◆ Exercise instructions ◆
From the data below, repeat exactly the lines from the line with "box: [63, 109, 138, 194]" to the line with "positive clicks: (264, 170) (265, 168)", both included.

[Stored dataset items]
--

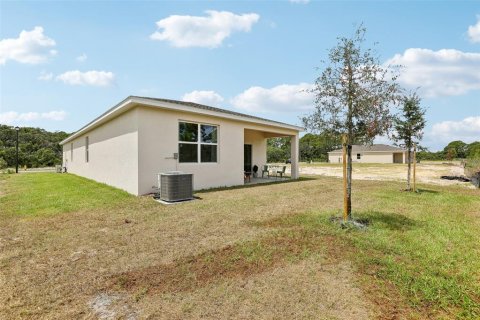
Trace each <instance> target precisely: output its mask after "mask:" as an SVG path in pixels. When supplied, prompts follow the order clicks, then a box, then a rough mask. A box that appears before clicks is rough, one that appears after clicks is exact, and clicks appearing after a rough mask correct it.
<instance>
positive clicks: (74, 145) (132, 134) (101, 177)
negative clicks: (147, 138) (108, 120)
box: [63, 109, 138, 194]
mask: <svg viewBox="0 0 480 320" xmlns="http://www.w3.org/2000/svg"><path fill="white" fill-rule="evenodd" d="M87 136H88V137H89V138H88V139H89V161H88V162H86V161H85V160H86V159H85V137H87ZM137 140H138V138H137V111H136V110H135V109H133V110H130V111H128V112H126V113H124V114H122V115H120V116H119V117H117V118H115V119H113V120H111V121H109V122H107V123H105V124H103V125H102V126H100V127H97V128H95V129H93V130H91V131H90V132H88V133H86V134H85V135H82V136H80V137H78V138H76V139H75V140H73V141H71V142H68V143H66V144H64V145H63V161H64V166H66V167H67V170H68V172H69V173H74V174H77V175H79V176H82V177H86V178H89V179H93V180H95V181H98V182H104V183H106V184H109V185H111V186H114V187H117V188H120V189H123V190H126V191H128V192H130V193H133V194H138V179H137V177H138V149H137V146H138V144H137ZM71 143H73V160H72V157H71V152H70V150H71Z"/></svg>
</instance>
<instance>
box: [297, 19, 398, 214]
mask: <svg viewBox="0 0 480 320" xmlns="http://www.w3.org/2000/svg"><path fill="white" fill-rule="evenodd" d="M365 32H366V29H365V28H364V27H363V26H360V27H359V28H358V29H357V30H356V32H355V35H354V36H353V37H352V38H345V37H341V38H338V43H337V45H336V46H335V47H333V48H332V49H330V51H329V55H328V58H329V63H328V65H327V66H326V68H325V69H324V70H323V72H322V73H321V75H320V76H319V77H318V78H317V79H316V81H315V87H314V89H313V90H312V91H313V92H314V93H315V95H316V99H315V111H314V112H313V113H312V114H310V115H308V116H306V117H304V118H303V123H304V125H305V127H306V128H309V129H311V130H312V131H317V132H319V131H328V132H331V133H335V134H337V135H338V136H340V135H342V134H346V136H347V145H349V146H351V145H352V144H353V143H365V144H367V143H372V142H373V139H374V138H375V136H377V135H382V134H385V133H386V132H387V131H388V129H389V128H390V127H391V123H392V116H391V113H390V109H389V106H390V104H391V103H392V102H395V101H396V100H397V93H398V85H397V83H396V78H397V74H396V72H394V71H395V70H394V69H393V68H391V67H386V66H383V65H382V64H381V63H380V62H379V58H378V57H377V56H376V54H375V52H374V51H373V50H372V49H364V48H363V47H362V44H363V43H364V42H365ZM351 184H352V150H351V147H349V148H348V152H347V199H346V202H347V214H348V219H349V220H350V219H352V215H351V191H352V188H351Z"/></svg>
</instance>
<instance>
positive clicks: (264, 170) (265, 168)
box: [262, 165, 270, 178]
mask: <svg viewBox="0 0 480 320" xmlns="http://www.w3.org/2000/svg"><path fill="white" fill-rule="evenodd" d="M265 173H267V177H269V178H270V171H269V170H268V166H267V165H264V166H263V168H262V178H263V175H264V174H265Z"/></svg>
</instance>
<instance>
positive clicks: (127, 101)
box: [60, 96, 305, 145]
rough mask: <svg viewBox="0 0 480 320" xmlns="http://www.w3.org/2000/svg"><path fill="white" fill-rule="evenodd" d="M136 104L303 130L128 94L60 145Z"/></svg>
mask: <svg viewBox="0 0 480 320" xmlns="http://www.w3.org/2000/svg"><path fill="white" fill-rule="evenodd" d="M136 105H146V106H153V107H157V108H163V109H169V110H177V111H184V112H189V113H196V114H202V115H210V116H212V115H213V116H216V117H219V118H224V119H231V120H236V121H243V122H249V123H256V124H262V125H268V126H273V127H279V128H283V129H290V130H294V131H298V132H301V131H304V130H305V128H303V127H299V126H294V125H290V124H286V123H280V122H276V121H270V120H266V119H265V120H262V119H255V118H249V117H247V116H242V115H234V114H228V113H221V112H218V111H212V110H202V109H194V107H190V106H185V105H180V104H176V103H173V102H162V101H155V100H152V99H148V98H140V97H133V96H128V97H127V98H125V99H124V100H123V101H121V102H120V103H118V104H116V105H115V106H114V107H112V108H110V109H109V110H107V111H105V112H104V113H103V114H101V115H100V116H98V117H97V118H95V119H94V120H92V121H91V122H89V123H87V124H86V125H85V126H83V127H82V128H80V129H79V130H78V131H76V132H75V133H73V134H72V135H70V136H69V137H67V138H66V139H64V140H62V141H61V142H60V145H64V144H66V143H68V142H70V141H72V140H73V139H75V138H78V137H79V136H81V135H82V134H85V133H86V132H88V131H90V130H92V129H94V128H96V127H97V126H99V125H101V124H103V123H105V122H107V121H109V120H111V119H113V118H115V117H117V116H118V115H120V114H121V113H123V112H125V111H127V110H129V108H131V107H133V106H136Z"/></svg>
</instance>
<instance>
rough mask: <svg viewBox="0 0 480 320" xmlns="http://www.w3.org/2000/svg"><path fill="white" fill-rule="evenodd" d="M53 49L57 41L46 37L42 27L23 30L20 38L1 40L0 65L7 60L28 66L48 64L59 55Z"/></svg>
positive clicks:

--

◆ Written response ◆
box: [63, 109, 138, 194]
mask: <svg viewBox="0 0 480 320" xmlns="http://www.w3.org/2000/svg"><path fill="white" fill-rule="evenodd" d="M87 136H88V137H89V138H88V139H89V161H88V162H86V161H85V160H86V159H85V137H87ZM137 140H138V138H137V111H136V110H135V109H133V110H130V111H128V112H126V113H124V114H122V115H120V116H119V117H117V118H115V119H113V120H111V121H109V122H107V123H105V124H103V125H102V126H100V127H97V128H95V129H93V130H91V131H90V132H88V133H86V134H85V135H82V136H80V137H78V138H76V139H75V140H73V141H71V142H68V143H66V144H64V145H63V161H64V166H66V167H67V170H68V172H69V173H74V174H77V175H79V176H82V177H86V178H89V179H93V180H95V181H98V182H104V183H106V184H109V185H111V186H114V187H117V188H120V189H123V190H126V191H128V192H130V193H133V194H138V179H137V177H138V149H137V146H138V144H137ZM71 143H73V160H72V157H71V152H70V150H71Z"/></svg>
</instance>
<instance>
box: [297, 19, 398, 214]
mask: <svg viewBox="0 0 480 320" xmlns="http://www.w3.org/2000/svg"><path fill="white" fill-rule="evenodd" d="M365 32H366V29H365V28H364V27H363V26H360V27H359V28H358V29H357V30H356V32H355V35H354V36H353V37H352V38H345V37H341V38H338V43H337V45H336V46H335V47H333V48H332V49H330V51H329V55H328V58H329V63H328V65H327V66H326V68H325V69H324V70H323V72H322V73H321V75H320V76H319V77H318V78H317V79H316V81H315V87H314V89H313V90H312V91H313V92H314V93H315V95H316V99H315V111H314V112H313V113H312V114H310V115H308V116H306V117H304V118H303V123H304V125H305V127H306V128H309V129H311V130H312V131H317V132H319V131H328V132H331V133H335V134H337V135H338V136H340V135H342V134H346V136H347V145H349V146H351V145H352V144H353V143H365V144H367V143H372V142H373V139H374V138H375V136H377V135H382V134H385V133H386V132H387V131H388V129H389V128H390V127H391V123H392V116H391V113H390V109H389V106H390V104H391V103H392V102H395V101H396V100H397V93H398V85H397V83H396V78H397V74H396V72H394V71H395V70H394V69H393V68H391V67H386V66H383V65H382V64H381V63H380V62H379V58H378V57H377V56H376V54H375V52H374V51H373V50H372V49H364V48H363V47H362V44H363V43H364V42H365ZM351 184H352V150H351V147H349V148H348V152H347V199H346V202H347V214H348V219H349V220H350V219H352V215H351V191H352V188H351Z"/></svg>
</instance>
<instance>
positive clicks: (264, 170) (265, 168)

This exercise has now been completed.